***** Document excerpt

Principle:Apache Flink Rolling Policy
| Knowledge Sources | |
|---|---|
| Domains | Stream_Processing, File_IO |
| Last Updated | 2026-02-09 00:00 GMT |
Overview
A file rotation mechanism that determines when to close the current output file and start a new one based on size, time, or checkpoint boundaries.
Description
Rolling Policy governs the lifecycle of individual output files within a bucket. Without rolling, a single output file would grow unboundedly, causing problems with file system limits, downstream processing latency, and failure recovery cost. The rolling policy evaluates conditions on three triggers:
- On Checkpoint: Whether to roll when a checkpoint barrier arrives
- On Event: Whether to roll when a new record is written
- On Processing Time: Whether to roll based on elapsed wall-clock time
The default policy rolls files based on three thresholds: maximum part file size (128 MB), maximum open duration (60 seconds), and maximum inactivity interval (60 seconds). For bulk formats that cannot be split mid-write, checkpoint-based rolling is the only option.

**********
***** Items

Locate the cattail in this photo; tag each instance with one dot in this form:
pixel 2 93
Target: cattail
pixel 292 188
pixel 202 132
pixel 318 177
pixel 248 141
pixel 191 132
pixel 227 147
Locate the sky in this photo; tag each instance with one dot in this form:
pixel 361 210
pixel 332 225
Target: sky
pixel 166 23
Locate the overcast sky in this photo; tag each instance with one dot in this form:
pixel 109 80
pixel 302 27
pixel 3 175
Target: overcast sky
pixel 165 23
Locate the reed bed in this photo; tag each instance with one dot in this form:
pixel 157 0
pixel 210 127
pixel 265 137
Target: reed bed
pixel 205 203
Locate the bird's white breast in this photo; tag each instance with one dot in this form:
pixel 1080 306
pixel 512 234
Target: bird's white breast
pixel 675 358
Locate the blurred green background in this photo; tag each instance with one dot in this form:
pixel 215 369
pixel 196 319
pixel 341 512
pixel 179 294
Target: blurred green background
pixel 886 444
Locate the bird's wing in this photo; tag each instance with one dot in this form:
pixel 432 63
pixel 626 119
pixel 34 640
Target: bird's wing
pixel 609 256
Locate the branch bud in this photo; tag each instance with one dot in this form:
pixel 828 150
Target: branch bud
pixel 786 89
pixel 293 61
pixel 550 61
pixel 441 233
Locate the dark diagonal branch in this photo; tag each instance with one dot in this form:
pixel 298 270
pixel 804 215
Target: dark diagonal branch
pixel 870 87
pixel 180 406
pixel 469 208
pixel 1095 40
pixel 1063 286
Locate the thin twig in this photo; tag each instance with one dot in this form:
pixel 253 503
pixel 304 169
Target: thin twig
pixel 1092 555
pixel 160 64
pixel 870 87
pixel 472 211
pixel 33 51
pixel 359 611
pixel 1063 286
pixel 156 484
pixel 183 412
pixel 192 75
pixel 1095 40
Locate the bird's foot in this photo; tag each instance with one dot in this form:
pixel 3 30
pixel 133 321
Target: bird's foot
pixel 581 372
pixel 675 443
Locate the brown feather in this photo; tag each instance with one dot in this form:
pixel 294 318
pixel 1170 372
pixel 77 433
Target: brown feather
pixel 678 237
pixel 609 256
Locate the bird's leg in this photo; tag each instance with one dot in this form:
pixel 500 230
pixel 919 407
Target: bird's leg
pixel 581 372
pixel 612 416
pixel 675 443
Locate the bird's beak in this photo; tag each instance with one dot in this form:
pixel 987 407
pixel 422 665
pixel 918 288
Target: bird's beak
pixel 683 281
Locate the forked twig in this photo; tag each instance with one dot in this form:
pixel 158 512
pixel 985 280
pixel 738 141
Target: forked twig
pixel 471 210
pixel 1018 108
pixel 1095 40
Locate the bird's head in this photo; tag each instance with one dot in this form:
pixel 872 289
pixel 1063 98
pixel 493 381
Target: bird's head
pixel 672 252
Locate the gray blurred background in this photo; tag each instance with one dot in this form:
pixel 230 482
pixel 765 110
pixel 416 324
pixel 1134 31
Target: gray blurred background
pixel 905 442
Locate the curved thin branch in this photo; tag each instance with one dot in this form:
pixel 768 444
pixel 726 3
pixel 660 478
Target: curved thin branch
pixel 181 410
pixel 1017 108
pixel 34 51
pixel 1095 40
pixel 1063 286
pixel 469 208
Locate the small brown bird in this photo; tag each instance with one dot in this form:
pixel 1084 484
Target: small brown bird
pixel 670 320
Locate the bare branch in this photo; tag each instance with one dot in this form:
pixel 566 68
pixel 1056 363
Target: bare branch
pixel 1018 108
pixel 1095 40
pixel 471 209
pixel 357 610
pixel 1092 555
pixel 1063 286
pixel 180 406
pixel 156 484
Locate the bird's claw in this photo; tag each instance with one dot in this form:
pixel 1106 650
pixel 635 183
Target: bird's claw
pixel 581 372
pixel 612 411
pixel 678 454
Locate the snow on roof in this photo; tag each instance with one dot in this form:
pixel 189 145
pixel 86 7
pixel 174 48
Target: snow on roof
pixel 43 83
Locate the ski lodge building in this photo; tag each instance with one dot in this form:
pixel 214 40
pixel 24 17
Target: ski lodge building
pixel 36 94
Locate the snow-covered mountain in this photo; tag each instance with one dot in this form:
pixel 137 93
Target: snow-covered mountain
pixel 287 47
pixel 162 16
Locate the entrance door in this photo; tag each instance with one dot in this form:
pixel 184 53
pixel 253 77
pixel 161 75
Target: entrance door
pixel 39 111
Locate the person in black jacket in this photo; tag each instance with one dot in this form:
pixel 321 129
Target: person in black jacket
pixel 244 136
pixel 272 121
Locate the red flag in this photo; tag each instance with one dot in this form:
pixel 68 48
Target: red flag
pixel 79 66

**********

*Work instructions*
1. In the Apache Flink rolling policy page, rewrite the paragraph beginning "The default policy rolls files" as a short bulleted list that keeps its main facts.
2. Answer these questions from the Apache Flink rolling policy page.
(a) Which two domains does it list?
(b) What does the "On Event" trigger decide?
(c) What problems would occur if a single output file grew unboundedly?

*Responses by task*
1.
- Default policy thresholds:
  - maximum part file size: 128 MB
  - maximum open duration: 60 seconds
  - maximum inactivity interval: 60 seconds
- Bulk formats cannot be split mid-write, so checkpoint-based rolling is their only option.

2.
(a) Stream_Processing and File_IO.
(b) It decides whether to roll when a new record is written.
(c) Problems with file system limits, downstream processing latency, and failure recovery cost.